• [What the task requires] In the post about chess history below, copy word for word the stretch from "Interesting, Phil. Although" through "greater than mine.".

| n_cramerSPAM@pacbell.net 2006-08-03, 2:52 am |
| "Chess One" <innes8@verizon.net> wrote:
quote:
> <n_cramerSPAM@pacbell.net> wrote in message
>[ . . . ]
> It would be interesting to discover any writings extant from Luca Pacioli
> (1455-1509) since the gent was a mathematician and friend of Leonardo da
> Vinci, whose own papers as we know were to uncertain degree destroyed.
> Leonardo met Ruy Lopez in Rome, and was defeated, and which could have
> been as early as 1560, if "it is the contest referred to by Lopez
> himself." Subsequently Leonardo played many games with Boi, and was
> apparentlyu of equal strength.
Interesting, Phil. Although I have studies the art & science of "'nardo"
for many decades, I don't recall mention of his chessmanship. Your
knowledge of chess history is apparently far greater than mine.

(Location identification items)

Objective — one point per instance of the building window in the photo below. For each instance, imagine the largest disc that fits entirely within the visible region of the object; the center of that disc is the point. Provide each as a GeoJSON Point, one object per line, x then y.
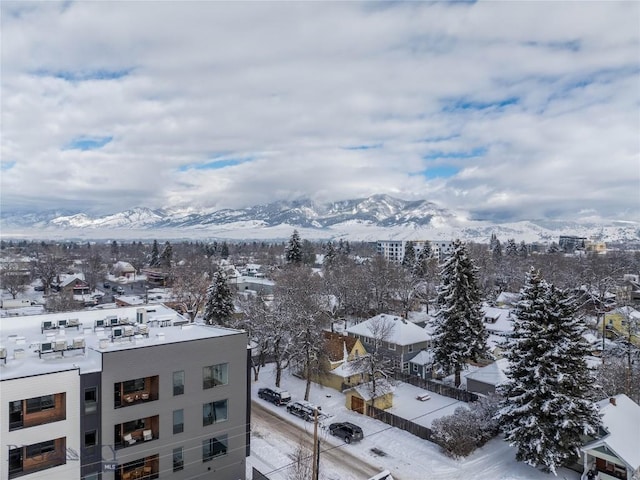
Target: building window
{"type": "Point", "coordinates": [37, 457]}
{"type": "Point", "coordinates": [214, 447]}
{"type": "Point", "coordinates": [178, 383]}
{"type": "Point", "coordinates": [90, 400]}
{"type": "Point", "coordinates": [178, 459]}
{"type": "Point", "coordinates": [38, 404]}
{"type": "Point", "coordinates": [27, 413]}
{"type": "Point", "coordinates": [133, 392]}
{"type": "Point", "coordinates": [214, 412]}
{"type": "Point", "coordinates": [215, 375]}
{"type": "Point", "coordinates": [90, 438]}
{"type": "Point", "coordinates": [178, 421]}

• [The answer]
Interesting, Phil. Although I have studies the art & science of "'nardo"
for many decades, I don't recall mention of his chessmanship. Your
knowledge of chess history is apparently far greater than mine.